» **PAGE TEXT**

--------------------

We are not tied to any particular lender, which means that we have the
ability to act on your behalf, representing your best interests, in order
to establish the most appropriate mortgage solution for you.
Gone are the days when a borrower was grateful to the lender for providing
them with a mortgage facility. In today's marketplace, lenders are in
competition with each other for your valuable business. They are therefore
willing to offer incentives to entice you. But beware, you don't want
them to snare you!
There are so many types of mortgage available that it is easy to become
confused, possibly opting for the product offering the lowest headline
rate of interest. But when booking and arrangement fees, conditional insurances,
mortgage indemnity guarantee premiums, lock-ins and early redemption penalties
are taken into account, the products, may not be as attractive as one
was first lead to believe.
Based on the information you provide in your Mortgage Information Form (it is essential that you provide truthful and up
to date information), we will search the UK mortgage market of over 300
lenders, some of which offer exclusive products to brokers such as ourselves,
to determine which lender will offer you the most attractive mortgage
options, suited to your particular requirements.
One of our mortgage experts will then contact you to discuss your enquiry,
source the products on your behalf, answer any queries you may have and
provide you with any further information you may require.
Ways to repay your mortgage
There are various ways in which you can repay your mortgage. Here is
a brief outline of the more popular repayment methods, and their advantages
and disadvantages.
Repayment mortgage
How does it work?
You borrow a lump sum over a fixed period of time (usually 25 years
but can be shorter). You pay the interest and some of the capital on a
monthly basis to the lender.
ADVANTAGES: Some flexibility with repayments. The only way you
can be 100% certain the loan will be repaid.
DISADVANTAGES: Can be slightly more expensive than endowment mortgages.
Only a small amount of capital is paid off in the early years.
Interest only mortgage
How does it work?
Your monthly payments represent only the interest due to the lender,
and do not include repayment of capital. Your total loan must be repaid
at the end of the mortgage term. You therefore need to arrange additional
investments which will generate sufficient capital to repay the loan.
ADVANTAGES: You can choose from a variety of investments, some
of which have tax advantages. Should you move or arrange a remortgage,
your investment can usually be reallocated to the new mortgage.
DISADVANTAGES: Unlike a repayment mortgage, the amount of debt
outstanding does not reduce over time, and as with many additional investments
you could choose from, there is no guarantee that those chosen will grow
sufficiently to repay your loan.
Endowment mortgage
How does it work?
You make two payments per month. One to the lender to repay the interest
on the amount borrowed, the other to an insurance company for an endowment
contract. There are mainly two types of endowment: unit linked or with
profits. Both invest in a broad range of assets including stocks and shares.
The capital in the endowment builds up over the term of the mortgage to
repay the outstanding capital.
ADVANTAGES: This one's very flexible. You can take the endowment
policy with you if you move home or change mortgage lender. Endowments
usually include some kind of life cover and some also include critical
illness cover. This can be a cheaper method of buying such cover under
usual conditions. If the endowment contract performs well, you may accumulate
more funds than required to repay the loan. However, endowments are not
totally risk free as there is some investment in the stock market, but
the spread of investments is wider which should, in theory, reduce the
risk.

--------------------

» **DIRECTIVE 1**
List the repayment methods in the mortgage page that have their own heading.
The listing that follows has no connection to the mortgage page.

» **Some records**
--------------------

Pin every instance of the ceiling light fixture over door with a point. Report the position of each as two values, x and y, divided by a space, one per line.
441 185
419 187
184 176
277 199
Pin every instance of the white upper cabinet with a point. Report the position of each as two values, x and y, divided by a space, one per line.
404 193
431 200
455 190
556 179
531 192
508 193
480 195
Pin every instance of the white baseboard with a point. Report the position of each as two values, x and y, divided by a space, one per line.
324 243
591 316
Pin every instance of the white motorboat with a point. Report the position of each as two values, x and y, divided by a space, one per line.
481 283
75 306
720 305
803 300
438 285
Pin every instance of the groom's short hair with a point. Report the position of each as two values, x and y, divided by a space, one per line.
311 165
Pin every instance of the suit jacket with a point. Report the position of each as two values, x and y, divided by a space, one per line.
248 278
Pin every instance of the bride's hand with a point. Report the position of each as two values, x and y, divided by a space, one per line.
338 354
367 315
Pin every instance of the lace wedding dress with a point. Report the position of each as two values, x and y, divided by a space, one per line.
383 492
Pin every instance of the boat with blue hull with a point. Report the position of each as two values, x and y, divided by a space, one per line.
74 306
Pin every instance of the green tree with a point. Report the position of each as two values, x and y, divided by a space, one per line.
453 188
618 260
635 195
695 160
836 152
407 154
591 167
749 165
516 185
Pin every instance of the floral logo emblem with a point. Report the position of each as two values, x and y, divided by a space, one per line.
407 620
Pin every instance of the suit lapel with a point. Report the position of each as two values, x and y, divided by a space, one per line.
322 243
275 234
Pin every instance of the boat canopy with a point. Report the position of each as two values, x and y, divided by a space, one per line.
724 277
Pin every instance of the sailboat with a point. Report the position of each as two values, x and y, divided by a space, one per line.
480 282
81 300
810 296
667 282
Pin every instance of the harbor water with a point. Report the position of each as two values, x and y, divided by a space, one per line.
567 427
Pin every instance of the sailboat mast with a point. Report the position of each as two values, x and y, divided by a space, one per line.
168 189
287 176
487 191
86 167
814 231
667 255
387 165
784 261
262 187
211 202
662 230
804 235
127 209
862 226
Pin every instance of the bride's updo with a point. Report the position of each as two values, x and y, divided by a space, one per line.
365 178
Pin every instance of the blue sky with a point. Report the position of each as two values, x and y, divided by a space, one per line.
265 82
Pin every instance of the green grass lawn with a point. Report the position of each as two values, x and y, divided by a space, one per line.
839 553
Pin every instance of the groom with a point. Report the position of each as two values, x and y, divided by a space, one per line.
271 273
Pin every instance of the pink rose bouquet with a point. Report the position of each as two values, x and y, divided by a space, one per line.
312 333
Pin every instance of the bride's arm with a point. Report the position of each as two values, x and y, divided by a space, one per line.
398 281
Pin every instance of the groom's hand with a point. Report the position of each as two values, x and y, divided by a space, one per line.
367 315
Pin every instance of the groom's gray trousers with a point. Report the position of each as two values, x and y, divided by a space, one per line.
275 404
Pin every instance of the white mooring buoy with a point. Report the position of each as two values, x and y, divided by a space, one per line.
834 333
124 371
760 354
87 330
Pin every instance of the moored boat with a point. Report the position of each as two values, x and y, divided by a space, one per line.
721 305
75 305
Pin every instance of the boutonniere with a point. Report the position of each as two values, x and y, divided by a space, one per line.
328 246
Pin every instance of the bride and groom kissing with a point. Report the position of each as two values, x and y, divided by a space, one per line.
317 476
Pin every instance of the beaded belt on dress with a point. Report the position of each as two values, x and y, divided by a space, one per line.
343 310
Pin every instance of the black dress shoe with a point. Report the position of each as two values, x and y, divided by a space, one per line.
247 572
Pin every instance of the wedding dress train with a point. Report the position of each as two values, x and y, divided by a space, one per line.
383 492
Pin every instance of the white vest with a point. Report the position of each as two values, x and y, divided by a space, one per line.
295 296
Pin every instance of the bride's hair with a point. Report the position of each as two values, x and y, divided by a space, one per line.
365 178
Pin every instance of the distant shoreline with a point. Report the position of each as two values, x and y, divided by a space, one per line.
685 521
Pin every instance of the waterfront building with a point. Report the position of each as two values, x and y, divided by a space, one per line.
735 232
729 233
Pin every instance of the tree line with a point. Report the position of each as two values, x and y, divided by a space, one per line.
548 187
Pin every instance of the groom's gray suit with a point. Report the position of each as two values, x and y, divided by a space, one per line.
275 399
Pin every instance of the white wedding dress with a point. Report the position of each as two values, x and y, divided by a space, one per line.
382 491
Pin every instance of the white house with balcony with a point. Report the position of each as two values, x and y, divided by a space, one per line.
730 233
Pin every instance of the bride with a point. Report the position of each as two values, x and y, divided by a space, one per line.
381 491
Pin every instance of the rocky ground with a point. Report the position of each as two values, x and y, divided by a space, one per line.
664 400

--------------------

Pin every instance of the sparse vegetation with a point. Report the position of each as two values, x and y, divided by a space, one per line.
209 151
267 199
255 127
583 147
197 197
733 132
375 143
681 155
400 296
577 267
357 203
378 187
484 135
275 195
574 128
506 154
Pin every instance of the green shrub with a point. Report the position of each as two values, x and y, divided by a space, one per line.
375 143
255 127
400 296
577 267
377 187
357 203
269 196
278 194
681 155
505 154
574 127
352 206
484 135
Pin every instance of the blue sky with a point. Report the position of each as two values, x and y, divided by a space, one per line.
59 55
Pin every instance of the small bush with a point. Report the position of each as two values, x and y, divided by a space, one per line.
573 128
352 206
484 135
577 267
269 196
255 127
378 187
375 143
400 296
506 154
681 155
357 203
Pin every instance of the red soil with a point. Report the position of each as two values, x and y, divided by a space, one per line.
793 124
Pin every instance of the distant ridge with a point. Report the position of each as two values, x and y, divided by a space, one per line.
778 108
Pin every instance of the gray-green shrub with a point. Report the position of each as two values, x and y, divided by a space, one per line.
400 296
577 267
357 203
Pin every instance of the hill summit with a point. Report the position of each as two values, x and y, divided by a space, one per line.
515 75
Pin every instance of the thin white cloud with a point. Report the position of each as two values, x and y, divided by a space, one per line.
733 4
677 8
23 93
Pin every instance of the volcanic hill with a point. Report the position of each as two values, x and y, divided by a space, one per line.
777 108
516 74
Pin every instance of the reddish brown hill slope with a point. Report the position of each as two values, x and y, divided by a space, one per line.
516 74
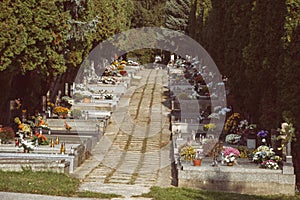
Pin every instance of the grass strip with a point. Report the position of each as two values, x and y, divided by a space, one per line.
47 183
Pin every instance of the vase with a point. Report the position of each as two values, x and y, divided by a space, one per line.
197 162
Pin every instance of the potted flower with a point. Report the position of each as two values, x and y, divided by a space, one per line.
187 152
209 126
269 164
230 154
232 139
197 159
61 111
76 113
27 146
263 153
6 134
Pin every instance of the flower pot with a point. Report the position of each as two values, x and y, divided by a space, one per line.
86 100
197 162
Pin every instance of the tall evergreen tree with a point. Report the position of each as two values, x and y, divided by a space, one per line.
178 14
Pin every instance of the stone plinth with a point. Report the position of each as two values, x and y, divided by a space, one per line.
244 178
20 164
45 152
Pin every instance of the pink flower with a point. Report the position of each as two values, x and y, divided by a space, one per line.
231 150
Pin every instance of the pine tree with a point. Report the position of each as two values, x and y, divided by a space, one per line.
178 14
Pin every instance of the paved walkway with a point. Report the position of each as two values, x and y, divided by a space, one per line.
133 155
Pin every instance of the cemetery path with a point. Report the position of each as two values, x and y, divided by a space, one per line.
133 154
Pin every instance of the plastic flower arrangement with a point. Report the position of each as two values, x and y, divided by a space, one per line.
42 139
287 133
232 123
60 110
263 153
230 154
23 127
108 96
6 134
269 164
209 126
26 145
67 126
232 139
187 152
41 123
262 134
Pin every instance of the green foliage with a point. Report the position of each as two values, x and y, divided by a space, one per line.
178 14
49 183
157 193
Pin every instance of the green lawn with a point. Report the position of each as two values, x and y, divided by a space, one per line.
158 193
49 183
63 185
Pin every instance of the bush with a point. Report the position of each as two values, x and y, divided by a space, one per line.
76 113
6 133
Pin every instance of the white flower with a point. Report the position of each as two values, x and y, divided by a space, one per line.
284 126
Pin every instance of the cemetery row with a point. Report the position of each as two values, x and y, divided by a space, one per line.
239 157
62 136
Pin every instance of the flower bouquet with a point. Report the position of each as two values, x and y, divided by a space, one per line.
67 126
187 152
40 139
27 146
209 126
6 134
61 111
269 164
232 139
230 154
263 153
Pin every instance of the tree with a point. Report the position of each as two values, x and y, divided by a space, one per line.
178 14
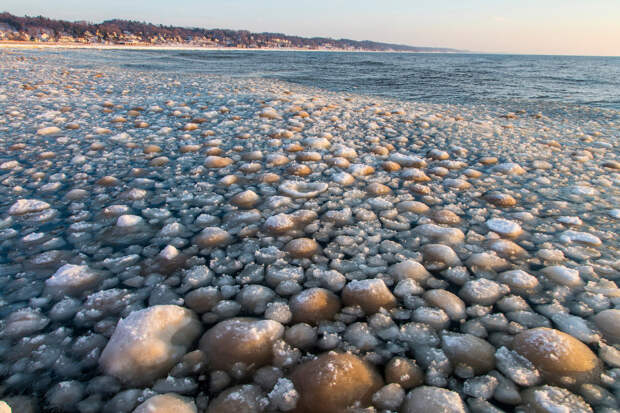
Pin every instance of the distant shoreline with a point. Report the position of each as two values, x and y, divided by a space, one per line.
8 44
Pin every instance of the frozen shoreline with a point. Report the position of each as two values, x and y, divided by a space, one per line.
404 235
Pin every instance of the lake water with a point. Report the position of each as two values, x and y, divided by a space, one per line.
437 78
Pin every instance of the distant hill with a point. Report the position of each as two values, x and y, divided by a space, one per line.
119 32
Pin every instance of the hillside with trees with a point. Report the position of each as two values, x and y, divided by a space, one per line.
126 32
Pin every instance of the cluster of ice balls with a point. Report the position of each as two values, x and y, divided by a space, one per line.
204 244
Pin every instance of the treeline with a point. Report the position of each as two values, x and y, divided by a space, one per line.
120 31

--------------------

» **DIRECTIVE 2**
Filter the listing for every line containing the string "groom", and copy those lines.

» **ANSWER 1**
Repayment mortgage
Interest only mortgage
Endowment mortgage

» **ANSWER 2**
Pin every instance of the groom's short hair with a point. Report the position of each as two values, x and y, divided by a space, one per line.
Pin every instance of the groom with a point. Report the position of each as two values, x and y, divided by a space, one per line.
Pin every instance of the groom's hand with a point. Report the position of each as two values, x and y, divided by a space, one per line.
Pin every instance of the groom's gray trousers with a point. Report the position of each as two values, x and y, divided by a space, one per line.
Pin every instance of the bride and groom kissing with a point. Report the position of each as two values, x and y, divided by a space, one per line.
Pin every instance of the groom's gray suit with a point. Report the position of each as two values, x and y, divided by a space, one per line.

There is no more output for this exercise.